— WHAT THIS TASK INVOLVES —
Rewrite the stretch from the line containing "target | garden border" through the last line, requests included, and add 5 to every x and y coordinate in the answers. Leave the pictures out.

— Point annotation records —

=-=-=-=-=

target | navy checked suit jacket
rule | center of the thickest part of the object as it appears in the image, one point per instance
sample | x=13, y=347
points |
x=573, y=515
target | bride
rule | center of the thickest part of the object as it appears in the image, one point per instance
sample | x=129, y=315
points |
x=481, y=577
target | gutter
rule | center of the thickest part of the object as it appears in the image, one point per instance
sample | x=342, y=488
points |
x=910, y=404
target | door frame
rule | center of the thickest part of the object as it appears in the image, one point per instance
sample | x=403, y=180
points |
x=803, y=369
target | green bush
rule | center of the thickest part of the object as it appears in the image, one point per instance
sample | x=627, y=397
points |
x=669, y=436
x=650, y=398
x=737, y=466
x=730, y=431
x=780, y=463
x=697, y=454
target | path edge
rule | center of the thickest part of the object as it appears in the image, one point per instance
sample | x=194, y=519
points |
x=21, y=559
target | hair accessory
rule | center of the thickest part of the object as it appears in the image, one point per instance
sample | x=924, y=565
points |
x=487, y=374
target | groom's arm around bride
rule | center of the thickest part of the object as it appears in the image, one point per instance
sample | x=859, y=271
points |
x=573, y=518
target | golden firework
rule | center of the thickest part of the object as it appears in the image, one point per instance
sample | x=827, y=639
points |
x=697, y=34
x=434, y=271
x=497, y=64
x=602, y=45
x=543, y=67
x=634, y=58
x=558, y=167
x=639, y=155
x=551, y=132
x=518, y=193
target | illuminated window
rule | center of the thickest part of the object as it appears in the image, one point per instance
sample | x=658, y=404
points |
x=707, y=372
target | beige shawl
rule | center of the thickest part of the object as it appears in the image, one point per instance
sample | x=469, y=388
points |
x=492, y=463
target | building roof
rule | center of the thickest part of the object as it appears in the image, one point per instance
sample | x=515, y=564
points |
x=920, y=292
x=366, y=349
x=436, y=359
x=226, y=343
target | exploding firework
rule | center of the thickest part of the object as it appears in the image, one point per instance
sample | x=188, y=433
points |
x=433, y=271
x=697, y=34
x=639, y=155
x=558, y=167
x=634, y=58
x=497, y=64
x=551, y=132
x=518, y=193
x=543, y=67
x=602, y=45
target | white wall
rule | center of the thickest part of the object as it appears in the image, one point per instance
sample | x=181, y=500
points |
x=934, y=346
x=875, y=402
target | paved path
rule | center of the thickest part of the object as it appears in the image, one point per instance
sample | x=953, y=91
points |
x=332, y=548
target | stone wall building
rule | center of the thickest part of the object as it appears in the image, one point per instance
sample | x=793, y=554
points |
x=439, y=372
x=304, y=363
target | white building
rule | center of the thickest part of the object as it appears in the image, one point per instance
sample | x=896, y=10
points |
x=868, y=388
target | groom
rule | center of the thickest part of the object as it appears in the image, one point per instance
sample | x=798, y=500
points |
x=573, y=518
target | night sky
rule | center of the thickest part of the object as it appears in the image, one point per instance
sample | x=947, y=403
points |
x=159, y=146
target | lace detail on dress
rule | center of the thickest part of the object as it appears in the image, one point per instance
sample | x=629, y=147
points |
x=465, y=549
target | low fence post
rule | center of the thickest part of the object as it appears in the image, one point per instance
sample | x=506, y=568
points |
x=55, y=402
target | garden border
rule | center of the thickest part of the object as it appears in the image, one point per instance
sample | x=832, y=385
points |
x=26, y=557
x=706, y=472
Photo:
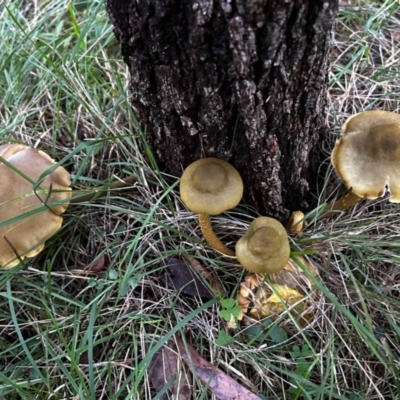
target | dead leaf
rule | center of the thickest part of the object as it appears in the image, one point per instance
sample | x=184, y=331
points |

=-=-=-=-=

— SOLUTION FOR THIS TASK —
target | garden border
rule | center of the thickest part of the object as it appears in the image, one point per instance
sample | x=832, y=385
points |
x=31, y=562
x=711, y=477
Photo:
target | dead leaf
rule | center of the thickest part of the object as it appears in the image, one point per instance
sample | x=184, y=331
points |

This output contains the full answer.